§ GIVEN PROBLEM
Repeat all of the data precisely.

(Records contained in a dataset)
+-------+

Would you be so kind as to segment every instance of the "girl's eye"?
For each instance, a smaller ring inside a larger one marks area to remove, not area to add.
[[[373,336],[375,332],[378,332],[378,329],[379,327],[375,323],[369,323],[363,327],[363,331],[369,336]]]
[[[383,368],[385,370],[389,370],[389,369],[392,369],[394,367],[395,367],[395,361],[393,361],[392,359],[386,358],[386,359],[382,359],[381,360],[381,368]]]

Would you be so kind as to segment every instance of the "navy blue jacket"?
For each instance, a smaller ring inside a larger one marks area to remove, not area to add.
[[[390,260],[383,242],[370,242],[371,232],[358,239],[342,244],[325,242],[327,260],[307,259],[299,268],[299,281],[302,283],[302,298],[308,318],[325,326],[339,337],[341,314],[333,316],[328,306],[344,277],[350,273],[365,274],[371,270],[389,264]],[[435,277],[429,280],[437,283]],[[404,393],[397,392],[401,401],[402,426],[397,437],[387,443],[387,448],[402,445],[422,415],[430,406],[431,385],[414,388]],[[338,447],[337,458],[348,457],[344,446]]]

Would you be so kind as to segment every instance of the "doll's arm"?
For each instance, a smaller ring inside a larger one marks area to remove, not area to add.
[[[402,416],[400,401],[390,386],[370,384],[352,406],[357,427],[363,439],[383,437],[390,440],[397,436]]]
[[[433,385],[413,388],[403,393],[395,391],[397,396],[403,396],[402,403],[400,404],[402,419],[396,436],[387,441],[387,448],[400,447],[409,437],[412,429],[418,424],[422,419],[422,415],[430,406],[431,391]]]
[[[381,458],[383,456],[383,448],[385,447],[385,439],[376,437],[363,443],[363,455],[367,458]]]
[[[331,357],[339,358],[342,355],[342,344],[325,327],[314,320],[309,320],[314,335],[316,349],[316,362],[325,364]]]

+-------+

§ THE RESULT
Would you be so kind as to segment every instance of the "girl's eye"?
For each instance, a smaller ring inside a larger one marks area to remove, not area to add.
[[[373,336],[375,332],[378,332],[378,329],[379,327],[375,323],[369,323],[363,327],[363,331],[369,336]]]
[[[383,368],[385,370],[389,370],[389,369],[392,369],[394,367],[395,367],[395,361],[393,361],[392,359],[386,358],[386,359],[382,359],[381,360],[381,368]]]

Would you be so kind as to segment every instance of the "navy blue jacket"?
For each instance, a smaller ring inside a larger one marks area to remove, not area to add.
[[[390,260],[383,242],[370,242],[371,232],[358,239],[342,244],[325,242],[327,260],[307,259],[299,268],[299,281],[302,283],[302,298],[308,318],[325,326],[339,337],[341,314],[333,316],[328,306],[344,277],[350,273],[365,274],[371,270],[389,264]],[[435,277],[429,280],[437,283]],[[404,393],[397,392],[401,401],[402,426],[397,437],[387,443],[387,448],[402,445],[422,415],[430,406],[431,385],[414,388]],[[338,447],[337,458],[348,457],[344,446]]]

Would you be so kind as to segment every instance of the "doll's arm"?
For each instance, a smaller ring inside a larger one marks area to remove, not area to add.
[[[402,416],[400,401],[390,386],[370,384],[352,406],[357,427],[363,439],[383,437],[390,440],[397,436]]]
[[[433,385],[413,388],[403,393],[395,391],[397,396],[403,396],[402,403],[400,404],[402,419],[396,436],[387,441],[387,448],[400,447],[409,437],[412,429],[418,424],[422,419],[422,415],[430,406],[431,391]]]
[[[381,458],[383,456],[383,448],[385,447],[385,439],[376,437],[363,443],[363,455],[367,458]]]
[[[331,357],[339,358],[342,355],[342,344],[325,327],[314,320],[309,320],[314,335],[316,349],[316,362],[325,364]]]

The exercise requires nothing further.